● **Extracted text**
There are a number of ways to sell a property. In Sydney and Melbourne one of the most common and effective methods of selling is by way of auction.

Testament to this is the fact auction clearance rates in Sydney and Melbourne throughout most of the first half of 2015 have been at historically high levels and hovering around the 80% mark.

The process of auction

A property auction is a method of public sale conducted by an auctioneer and governed by strict rules. An auction is always advertised to occur at a specific time, date and place.

In the lead up to an auction the selling agent will actively promote and market the property in an attempt to draw in as many potential bidders on the day as possible.

A typical auction marketing campaign lasts around 4 weeks.

On auction day prospective bidders will offer bids and if the reserve price, being the minimum amount the vendor is willing to accept, is met the property will be sold to the highest bidder.

What you MUST know before bidding at auction

If you are contemplating buying a property at auction here are six things you absolutely need to know before you raise your hand to bid:

1. There is no cooling off period – With an auction sale this is the number one thing you absolutely MUST know if nothing else. So what does no cooling off mean? Well it basically means there is no changing your mind. If the reserve price has been met and you are the highest bidder the auctioneer will pass the property to you and announce you as the new owner. You need to be absolutely sure about a property if you’re going to bid at auction. Changing your mind after the fact is a very costly exercise.

● **Records supplied**
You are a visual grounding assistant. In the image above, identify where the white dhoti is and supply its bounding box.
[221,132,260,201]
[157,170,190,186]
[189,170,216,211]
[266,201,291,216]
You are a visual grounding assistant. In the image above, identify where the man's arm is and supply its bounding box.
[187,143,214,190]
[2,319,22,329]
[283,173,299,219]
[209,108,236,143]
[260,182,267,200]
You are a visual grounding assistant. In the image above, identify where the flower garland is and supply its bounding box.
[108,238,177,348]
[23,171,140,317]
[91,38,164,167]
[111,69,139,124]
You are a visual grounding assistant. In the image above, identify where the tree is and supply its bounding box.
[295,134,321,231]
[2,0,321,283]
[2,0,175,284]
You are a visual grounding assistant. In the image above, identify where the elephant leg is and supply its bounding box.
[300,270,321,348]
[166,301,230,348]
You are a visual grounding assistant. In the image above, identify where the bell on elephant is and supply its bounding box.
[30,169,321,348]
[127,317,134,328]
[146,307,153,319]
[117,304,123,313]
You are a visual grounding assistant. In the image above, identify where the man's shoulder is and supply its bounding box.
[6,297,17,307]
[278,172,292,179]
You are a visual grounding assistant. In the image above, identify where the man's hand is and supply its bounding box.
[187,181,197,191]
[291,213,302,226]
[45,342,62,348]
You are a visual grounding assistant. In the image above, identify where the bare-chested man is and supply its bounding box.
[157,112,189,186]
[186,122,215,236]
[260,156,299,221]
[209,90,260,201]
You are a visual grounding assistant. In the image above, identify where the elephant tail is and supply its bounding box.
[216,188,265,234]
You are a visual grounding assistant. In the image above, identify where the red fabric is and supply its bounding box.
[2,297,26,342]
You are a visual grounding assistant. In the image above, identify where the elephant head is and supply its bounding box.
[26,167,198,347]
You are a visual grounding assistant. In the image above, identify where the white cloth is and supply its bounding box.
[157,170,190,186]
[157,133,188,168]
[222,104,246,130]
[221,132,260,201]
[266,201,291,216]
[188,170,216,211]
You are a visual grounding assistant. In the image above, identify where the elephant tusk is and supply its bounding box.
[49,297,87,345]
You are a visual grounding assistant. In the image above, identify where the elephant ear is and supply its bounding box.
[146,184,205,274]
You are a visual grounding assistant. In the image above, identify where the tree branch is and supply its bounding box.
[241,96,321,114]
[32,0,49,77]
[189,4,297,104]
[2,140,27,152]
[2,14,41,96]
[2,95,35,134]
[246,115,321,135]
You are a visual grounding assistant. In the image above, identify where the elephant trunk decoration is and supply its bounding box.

● **To be done**
1) According to the property auction text, what specific details is an auction always advertised to occur at? List each one.
2) Carry on the text about property auctions from the point where it stops, in the same style.

● **Answers given**
1)
- Time
- Date
- Place

2)
2. You must be registered to bid – While all states and territories are different, in NSW there are strict requirements to ensure the integrity of the auction process. When a person wants to bid at auction they must show identification proving who they are. This must include some form of photo ID such as a driver’s licence or passport. This rigour restricts just anyone from showing up and bidding. The same rule applies to someone who maybe a proxy bidder for someone else such as a buyers agent, friend or relative.

3. Someone else can bid for you – There are often genuine reasons someone cannot attend an auction, whether it be a holiday, business trip or important family occasion or event. If for some reason you are not available on auction day you can nominate someone else to bid on your behalf so long as they are over 18 years of age. It makes sense that if you are serious about a property you shouldn’t have to miss out for the mere fact you can’t physically be there on the day.

4. Contracts are exchanged immediately – With an auction sale contracts are exchanged immediately after the auction has concluded. The contract should be reviewed by your solicitor in advance of auction day. Any contract variations should be agreed and documented by both sides prior to auction in the event you are the successful bidder. If you have requested contract variations in advance, such as a shorter or longer settlement period, take documentary evidence of this so it can be attached to the contract.

5. The property doesn’t have to be sold – Unless the reserve price set by the vendor is reached at the auction the property will not be sold and instead will be ‘passed in’ by the auctioneer. The reserve price is essentially the minimum sale price the vendor is prepared to accept on the day. If the reserve price is reached the auctioneer will usually announce something to the effect that the property is on the market or otherwise make it very clear that unless there are any further bids the vendor’s instructions are to sell.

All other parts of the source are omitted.